SHORT EXERCISE:
Starting at the line that contains "target | green mirrored lens" and ending with the last line of the records, write out every line again, requests included, adding 98 to each number in the point coordinates.

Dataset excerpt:
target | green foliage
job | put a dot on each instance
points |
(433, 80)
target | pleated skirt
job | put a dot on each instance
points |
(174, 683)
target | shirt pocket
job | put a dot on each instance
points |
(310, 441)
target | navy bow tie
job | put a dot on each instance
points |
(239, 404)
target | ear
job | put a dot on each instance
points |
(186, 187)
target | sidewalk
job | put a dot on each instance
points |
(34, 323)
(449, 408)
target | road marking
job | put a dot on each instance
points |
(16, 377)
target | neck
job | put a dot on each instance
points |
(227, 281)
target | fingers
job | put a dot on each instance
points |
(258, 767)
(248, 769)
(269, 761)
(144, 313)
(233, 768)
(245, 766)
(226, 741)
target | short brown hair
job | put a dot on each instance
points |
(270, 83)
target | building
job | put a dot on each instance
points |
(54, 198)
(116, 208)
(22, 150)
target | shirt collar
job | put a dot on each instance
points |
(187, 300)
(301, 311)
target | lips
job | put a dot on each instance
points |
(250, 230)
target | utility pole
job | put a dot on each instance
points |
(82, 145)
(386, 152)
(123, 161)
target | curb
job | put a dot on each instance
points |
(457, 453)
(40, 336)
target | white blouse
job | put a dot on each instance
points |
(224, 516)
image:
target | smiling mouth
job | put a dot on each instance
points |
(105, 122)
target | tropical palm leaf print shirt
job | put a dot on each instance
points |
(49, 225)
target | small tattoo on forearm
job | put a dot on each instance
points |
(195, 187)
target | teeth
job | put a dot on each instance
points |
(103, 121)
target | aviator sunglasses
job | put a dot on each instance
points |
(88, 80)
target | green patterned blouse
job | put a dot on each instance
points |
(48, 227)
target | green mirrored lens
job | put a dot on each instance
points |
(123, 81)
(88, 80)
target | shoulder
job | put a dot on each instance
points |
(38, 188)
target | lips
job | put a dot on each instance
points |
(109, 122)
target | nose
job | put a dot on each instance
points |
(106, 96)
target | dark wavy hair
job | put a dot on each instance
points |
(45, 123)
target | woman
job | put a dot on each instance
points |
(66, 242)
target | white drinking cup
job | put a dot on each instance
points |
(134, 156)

OUTPUT FOR THIS EXERCISE:
target | green mirrored lens
job | put a dot on each instance
points |
(221, 179)
(186, 178)
target | shoulder
job | put a dot on each instance
points |
(136, 286)
target | lips
job | put a dot on each instance
points |
(207, 220)
target | nose
job | put a dot on each instance
points |
(204, 194)
target | dark wavy hair
job | put a dot on each instance
points |
(143, 221)
target | woman
job | put a dot on each instance
points |
(164, 340)
target | white drinking cup
job | put a dot on each instance
points |
(232, 254)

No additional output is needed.